Data supplied:

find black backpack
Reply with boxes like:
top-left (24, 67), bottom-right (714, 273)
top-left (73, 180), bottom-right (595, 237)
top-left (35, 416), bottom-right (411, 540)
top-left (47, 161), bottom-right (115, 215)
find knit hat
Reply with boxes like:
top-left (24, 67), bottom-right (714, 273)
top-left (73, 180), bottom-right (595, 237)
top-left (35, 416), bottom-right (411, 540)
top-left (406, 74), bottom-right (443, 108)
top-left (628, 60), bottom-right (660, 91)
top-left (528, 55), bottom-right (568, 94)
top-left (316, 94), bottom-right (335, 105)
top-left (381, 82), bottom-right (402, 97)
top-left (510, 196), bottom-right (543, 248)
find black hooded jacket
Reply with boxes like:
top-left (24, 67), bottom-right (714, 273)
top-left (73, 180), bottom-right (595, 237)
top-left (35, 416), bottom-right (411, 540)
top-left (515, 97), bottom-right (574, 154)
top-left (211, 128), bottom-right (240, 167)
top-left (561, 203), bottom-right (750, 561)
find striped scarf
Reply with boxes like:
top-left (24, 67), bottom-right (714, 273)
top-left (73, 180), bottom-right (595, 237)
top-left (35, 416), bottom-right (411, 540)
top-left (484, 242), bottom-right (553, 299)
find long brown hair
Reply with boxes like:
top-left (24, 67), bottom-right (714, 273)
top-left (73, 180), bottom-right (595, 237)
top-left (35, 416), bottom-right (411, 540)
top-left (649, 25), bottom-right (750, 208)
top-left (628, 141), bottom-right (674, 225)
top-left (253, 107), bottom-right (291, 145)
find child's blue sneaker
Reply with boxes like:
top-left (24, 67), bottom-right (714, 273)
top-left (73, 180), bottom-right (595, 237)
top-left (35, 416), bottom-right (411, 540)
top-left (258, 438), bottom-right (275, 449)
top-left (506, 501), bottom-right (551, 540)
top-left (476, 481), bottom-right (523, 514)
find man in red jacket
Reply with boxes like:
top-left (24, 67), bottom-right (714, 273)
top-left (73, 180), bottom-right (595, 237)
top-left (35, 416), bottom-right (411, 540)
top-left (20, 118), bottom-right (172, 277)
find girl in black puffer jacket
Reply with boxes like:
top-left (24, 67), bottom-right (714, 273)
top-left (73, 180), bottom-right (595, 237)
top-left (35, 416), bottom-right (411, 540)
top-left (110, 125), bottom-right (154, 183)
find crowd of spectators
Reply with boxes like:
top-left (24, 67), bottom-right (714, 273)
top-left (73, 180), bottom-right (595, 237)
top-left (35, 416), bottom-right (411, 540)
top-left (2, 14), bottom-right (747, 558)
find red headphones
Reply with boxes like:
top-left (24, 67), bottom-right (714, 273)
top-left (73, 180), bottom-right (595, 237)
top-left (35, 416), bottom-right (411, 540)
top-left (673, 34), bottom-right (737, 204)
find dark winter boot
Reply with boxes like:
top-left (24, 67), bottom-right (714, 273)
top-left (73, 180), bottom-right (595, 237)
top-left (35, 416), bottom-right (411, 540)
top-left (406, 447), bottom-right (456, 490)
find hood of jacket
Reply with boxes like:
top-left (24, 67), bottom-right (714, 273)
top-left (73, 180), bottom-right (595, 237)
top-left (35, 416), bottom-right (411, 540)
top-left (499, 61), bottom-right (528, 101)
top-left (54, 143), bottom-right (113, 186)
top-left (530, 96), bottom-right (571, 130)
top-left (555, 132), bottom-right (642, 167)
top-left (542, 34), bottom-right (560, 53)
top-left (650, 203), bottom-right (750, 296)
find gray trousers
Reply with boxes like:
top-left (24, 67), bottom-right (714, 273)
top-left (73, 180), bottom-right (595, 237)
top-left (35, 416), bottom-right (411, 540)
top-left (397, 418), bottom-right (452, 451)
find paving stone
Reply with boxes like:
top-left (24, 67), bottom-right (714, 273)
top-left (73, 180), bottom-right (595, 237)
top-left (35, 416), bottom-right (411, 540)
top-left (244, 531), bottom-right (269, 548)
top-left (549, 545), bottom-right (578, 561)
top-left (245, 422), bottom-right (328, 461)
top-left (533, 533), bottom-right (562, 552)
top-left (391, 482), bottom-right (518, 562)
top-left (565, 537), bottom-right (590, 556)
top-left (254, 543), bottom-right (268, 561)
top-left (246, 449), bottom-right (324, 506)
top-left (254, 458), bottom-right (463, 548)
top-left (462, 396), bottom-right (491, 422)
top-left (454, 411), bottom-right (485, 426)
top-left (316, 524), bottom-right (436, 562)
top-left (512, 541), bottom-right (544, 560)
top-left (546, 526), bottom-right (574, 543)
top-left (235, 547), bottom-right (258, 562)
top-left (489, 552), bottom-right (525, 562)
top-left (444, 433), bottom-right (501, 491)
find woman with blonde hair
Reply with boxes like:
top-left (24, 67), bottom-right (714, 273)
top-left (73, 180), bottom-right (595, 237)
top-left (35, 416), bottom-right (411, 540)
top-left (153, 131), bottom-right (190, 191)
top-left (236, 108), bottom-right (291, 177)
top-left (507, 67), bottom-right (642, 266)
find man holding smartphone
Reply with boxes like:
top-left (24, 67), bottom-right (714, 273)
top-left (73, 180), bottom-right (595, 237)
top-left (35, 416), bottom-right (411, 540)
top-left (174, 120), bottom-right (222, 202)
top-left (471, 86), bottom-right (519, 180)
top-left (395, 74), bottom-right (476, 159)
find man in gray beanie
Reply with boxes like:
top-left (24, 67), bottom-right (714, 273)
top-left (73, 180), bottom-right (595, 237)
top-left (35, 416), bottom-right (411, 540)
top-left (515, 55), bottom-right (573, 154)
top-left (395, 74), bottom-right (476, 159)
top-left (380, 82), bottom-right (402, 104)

Brief:
Exact copies of every record above are required.

Output below:
find black backpack
Reply with boxes like:
top-left (24, 67), bottom-right (714, 273)
top-left (73, 180), bottom-right (595, 237)
top-left (35, 416), bottom-right (411, 540)
top-left (47, 161), bottom-right (115, 215)
find knit hat
Reply with boxes like:
top-left (24, 67), bottom-right (714, 273)
top-left (73, 180), bottom-right (595, 237)
top-left (35, 416), bottom-right (411, 540)
top-left (406, 74), bottom-right (443, 108)
top-left (628, 60), bottom-right (660, 91)
top-left (528, 55), bottom-right (568, 94)
top-left (316, 94), bottom-right (335, 105)
top-left (381, 82), bottom-right (402, 97)
top-left (510, 196), bottom-right (543, 248)
find black hooded jacket
Reply with boxes like:
top-left (24, 67), bottom-right (714, 273)
top-left (73, 180), bottom-right (595, 237)
top-left (35, 416), bottom-right (411, 540)
top-left (515, 97), bottom-right (574, 154)
top-left (211, 128), bottom-right (240, 167)
top-left (561, 203), bottom-right (750, 561)
find striped scarf
Reply with boxes like:
top-left (24, 67), bottom-right (714, 273)
top-left (73, 180), bottom-right (595, 237)
top-left (35, 416), bottom-right (411, 540)
top-left (484, 242), bottom-right (553, 299)
find long brown hair
Reply with boxes like:
top-left (24, 67), bottom-right (714, 273)
top-left (73, 180), bottom-right (595, 237)
top-left (35, 416), bottom-right (411, 540)
top-left (649, 25), bottom-right (750, 208)
top-left (628, 141), bottom-right (674, 225)
top-left (253, 107), bottom-right (291, 145)
find child's blue sneaker
Reply with boxes like:
top-left (24, 67), bottom-right (714, 273)
top-left (73, 180), bottom-right (595, 237)
top-left (35, 416), bottom-right (411, 540)
top-left (258, 438), bottom-right (275, 449)
top-left (506, 501), bottom-right (551, 540)
top-left (476, 481), bottom-right (523, 514)
find man in red jacket
Reply with boxes like:
top-left (24, 67), bottom-right (714, 273)
top-left (73, 180), bottom-right (595, 237)
top-left (35, 416), bottom-right (411, 540)
top-left (20, 118), bottom-right (172, 277)
find girl in black puffer jacket
Reply with boxes like:
top-left (24, 67), bottom-right (714, 273)
top-left (73, 180), bottom-right (595, 237)
top-left (35, 416), bottom-right (411, 540)
top-left (110, 125), bottom-right (154, 183)
find crowd of spectators
Reply with boxes like:
top-left (24, 67), bottom-right (714, 273)
top-left (73, 180), bottom-right (595, 237)
top-left (35, 416), bottom-right (411, 540)
top-left (2, 14), bottom-right (747, 558)
find red headphones
Reply with boxes like:
top-left (24, 67), bottom-right (714, 273)
top-left (73, 180), bottom-right (595, 237)
top-left (35, 416), bottom-right (411, 540)
top-left (673, 34), bottom-right (737, 204)
find dark winter boot
Reply with boxes like:
top-left (24, 67), bottom-right (714, 273)
top-left (73, 180), bottom-right (595, 237)
top-left (35, 416), bottom-right (411, 540)
top-left (406, 447), bottom-right (456, 490)
find hood of jacket
Reply with boxes like:
top-left (24, 67), bottom-right (714, 273)
top-left (73, 180), bottom-right (595, 237)
top-left (35, 416), bottom-right (411, 540)
top-left (499, 61), bottom-right (528, 101)
top-left (54, 143), bottom-right (113, 186)
top-left (530, 96), bottom-right (571, 130)
top-left (555, 132), bottom-right (642, 167)
top-left (542, 34), bottom-right (560, 53)
top-left (650, 203), bottom-right (750, 296)
find gray trousers
Reply with boxes like:
top-left (24, 67), bottom-right (714, 273)
top-left (73, 180), bottom-right (595, 237)
top-left (35, 416), bottom-right (411, 540)
top-left (397, 418), bottom-right (452, 451)
find paving stone
Reply with boxes like:
top-left (24, 67), bottom-right (714, 273)
top-left (73, 180), bottom-right (595, 237)
top-left (35, 416), bottom-right (411, 540)
top-left (244, 531), bottom-right (269, 548)
top-left (549, 545), bottom-right (578, 561)
top-left (245, 422), bottom-right (328, 461)
top-left (533, 533), bottom-right (562, 552)
top-left (391, 482), bottom-right (518, 562)
top-left (565, 537), bottom-right (590, 556)
top-left (254, 543), bottom-right (268, 561)
top-left (246, 449), bottom-right (324, 506)
top-left (254, 458), bottom-right (463, 548)
top-left (462, 396), bottom-right (491, 422)
top-left (454, 411), bottom-right (485, 426)
top-left (316, 524), bottom-right (436, 562)
top-left (512, 541), bottom-right (544, 560)
top-left (546, 526), bottom-right (574, 543)
top-left (235, 547), bottom-right (258, 562)
top-left (489, 552), bottom-right (525, 562)
top-left (444, 433), bottom-right (501, 491)
find woman with blonde hair
Reply with boxes like:
top-left (24, 67), bottom-right (714, 273)
top-left (73, 180), bottom-right (595, 237)
top-left (35, 416), bottom-right (411, 540)
top-left (153, 131), bottom-right (190, 191)
top-left (236, 108), bottom-right (291, 177)
top-left (507, 67), bottom-right (642, 266)
find man holding smartphone
Reply with boxes like:
top-left (24, 67), bottom-right (714, 273)
top-left (73, 180), bottom-right (595, 237)
top-left (35, 416), bottom-right (411, 540)
top-left (174, 120), bottom-right (222, 202)
top-left (471, 86), bottom-right (519, 180)
top-left (395, 74), bottom-right (476, 159)
find man in gray beanie
Reply with boxes like:
top-left (24, 67), bottom-right (714, 273)
top-left (73, 180), bottom-right (595, 237)
top-left (35, 416), bottom-right (411, 540)
top-left (515, 55), bottom-right (573, 154)
top-left (395, 74), bottom-right (476, 159)
top-left (380, 82), bottom-right (402, 104)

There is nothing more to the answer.